Output the lines below verbatim, starting with the first line and ending with the line containing "x=133, y=329", inclusive.

## Source material
============================================================

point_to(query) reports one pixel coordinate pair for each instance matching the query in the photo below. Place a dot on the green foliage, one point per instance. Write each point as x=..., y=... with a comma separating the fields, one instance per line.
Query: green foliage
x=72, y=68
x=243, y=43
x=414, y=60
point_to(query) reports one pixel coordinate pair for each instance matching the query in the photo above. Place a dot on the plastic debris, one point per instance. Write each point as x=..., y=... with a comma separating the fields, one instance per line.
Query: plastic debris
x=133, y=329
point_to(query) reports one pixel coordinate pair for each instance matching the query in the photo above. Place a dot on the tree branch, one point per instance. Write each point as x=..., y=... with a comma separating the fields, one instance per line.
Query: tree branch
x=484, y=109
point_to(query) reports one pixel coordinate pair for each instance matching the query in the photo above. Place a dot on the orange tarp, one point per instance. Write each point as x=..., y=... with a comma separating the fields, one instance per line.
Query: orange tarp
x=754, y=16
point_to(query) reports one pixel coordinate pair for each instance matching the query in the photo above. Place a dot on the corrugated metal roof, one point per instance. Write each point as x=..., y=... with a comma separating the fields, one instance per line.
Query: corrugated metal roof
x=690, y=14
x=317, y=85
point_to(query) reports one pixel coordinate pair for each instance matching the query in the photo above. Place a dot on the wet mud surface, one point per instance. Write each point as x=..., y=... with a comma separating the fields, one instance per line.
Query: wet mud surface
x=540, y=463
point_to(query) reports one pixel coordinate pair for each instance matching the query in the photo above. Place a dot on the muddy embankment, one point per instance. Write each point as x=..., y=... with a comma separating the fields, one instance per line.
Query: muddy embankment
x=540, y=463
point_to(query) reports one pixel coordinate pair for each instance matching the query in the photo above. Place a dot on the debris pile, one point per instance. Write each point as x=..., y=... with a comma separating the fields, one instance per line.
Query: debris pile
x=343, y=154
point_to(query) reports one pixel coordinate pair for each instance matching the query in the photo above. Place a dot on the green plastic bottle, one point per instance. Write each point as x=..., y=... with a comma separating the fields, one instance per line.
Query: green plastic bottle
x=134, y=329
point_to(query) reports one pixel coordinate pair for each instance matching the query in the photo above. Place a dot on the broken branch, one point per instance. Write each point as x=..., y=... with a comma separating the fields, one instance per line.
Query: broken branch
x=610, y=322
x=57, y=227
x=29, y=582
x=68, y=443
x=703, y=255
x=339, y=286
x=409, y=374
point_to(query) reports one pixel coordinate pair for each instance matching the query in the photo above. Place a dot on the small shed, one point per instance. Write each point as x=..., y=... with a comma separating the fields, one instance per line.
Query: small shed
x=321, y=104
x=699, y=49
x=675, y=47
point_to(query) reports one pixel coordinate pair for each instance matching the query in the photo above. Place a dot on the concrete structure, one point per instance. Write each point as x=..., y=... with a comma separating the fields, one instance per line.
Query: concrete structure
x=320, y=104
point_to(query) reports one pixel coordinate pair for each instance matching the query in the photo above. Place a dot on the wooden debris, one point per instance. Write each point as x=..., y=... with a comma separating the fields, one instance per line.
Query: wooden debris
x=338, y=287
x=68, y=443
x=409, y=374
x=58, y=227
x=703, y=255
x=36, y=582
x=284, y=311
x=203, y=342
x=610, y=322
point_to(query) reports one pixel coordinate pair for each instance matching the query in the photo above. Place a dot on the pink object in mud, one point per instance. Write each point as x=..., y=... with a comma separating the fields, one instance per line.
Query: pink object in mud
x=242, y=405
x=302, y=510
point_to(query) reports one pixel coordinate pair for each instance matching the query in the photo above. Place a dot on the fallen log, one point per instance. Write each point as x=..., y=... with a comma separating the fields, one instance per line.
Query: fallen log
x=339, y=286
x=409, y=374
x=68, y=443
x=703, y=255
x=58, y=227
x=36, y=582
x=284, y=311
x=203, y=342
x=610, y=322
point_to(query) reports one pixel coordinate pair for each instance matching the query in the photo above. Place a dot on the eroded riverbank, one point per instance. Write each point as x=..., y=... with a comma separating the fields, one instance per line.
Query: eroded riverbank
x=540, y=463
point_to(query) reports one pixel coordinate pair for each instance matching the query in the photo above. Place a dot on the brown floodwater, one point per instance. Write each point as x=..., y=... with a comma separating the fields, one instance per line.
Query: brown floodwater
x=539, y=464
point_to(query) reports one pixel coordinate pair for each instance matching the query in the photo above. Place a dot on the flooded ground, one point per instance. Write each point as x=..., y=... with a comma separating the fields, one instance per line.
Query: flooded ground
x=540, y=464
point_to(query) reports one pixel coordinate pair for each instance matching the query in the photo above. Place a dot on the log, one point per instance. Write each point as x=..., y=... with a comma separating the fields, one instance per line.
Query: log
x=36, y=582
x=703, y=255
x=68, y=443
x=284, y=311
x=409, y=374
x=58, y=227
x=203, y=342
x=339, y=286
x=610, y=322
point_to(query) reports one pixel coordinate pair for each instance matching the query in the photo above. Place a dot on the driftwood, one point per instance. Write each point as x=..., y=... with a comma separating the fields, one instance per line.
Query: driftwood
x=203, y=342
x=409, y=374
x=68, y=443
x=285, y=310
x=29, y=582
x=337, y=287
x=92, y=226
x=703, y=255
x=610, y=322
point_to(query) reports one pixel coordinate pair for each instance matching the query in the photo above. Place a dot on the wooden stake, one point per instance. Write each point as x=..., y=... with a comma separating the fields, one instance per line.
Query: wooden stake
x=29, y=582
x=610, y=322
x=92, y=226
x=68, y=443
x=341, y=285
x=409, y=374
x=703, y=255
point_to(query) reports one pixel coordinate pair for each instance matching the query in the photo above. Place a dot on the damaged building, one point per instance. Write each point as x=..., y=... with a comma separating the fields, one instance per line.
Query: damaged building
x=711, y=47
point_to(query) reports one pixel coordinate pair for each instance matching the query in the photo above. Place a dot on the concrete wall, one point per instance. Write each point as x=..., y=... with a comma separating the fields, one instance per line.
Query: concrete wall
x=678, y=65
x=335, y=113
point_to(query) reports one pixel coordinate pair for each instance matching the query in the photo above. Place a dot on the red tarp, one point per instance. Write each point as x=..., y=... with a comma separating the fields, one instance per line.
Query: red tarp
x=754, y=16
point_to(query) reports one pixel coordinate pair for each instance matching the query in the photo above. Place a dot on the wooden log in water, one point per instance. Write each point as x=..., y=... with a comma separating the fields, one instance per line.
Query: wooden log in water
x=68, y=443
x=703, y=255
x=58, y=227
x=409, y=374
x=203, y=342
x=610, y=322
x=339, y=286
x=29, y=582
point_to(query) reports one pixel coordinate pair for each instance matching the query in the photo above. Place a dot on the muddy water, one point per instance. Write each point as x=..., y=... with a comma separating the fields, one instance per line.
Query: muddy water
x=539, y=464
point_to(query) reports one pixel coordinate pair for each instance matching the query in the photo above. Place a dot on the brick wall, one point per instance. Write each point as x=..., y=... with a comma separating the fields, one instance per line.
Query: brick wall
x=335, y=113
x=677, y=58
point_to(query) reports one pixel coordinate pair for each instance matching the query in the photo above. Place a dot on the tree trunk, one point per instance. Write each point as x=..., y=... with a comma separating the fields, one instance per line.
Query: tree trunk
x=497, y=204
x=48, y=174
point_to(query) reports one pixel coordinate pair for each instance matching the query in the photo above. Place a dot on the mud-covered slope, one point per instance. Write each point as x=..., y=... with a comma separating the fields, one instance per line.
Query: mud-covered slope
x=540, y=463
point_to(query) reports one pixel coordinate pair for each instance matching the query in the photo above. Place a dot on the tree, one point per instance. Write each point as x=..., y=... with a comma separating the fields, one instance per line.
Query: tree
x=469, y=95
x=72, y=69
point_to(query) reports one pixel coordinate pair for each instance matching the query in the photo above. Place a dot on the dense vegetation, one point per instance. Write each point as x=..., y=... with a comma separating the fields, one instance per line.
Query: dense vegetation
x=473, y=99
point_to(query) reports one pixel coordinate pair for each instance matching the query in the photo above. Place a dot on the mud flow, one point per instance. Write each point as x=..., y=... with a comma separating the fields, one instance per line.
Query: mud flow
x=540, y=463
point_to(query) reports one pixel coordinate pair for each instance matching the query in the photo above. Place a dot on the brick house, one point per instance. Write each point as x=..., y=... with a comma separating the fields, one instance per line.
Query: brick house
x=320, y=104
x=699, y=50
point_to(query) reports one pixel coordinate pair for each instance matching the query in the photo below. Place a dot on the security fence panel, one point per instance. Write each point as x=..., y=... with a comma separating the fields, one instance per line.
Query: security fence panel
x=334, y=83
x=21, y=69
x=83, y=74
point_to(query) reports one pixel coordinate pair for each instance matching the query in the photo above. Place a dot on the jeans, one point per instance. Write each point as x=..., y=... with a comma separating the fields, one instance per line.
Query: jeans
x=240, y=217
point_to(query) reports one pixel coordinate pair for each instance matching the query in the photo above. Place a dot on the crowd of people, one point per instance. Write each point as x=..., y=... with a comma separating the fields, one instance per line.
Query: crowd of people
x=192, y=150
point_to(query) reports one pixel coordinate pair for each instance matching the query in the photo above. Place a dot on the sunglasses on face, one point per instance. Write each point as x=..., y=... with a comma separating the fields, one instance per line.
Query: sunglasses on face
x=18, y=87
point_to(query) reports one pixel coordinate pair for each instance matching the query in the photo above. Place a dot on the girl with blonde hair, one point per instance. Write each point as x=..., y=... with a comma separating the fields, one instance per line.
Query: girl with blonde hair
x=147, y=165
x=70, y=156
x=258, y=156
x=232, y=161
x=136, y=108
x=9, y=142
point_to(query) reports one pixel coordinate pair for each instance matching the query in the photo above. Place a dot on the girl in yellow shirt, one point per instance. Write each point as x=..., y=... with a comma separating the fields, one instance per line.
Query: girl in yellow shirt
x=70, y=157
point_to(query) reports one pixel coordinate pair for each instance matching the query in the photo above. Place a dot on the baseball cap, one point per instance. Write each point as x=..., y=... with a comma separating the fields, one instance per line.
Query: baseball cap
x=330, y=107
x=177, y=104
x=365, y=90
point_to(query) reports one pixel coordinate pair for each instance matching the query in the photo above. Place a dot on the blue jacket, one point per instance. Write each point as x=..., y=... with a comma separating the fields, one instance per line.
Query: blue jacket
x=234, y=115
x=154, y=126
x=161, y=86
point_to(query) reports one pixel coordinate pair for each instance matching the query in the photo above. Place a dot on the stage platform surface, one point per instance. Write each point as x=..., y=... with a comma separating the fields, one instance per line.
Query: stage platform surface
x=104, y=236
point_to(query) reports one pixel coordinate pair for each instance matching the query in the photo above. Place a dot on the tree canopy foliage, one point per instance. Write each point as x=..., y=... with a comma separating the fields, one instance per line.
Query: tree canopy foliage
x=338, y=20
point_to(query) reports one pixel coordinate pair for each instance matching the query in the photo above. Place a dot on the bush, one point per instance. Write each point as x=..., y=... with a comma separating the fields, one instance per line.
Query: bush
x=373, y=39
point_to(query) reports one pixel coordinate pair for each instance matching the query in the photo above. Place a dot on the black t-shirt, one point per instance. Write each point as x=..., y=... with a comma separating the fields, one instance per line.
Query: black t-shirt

============================================================

## Solution
point_to(query) reports one pixel coordinate pair for each instance matching the query in the photo below. Place a dot on the green foliage, one point per instance. Write each point as x=..., y=... with a comma separating the fields, one instance per line.
Query: green foliage
x=72, y=68
x=243, y=43
x=414, y=60
point_to(query) reports one pixel coordinate pair for each instance matching the query in the photo above. Place a dot on the plastic debris, one point per instance. Write each point as x=..., y=... with a comma separating the fields, one instance per line.
Query: plastic debris
x=133, y=329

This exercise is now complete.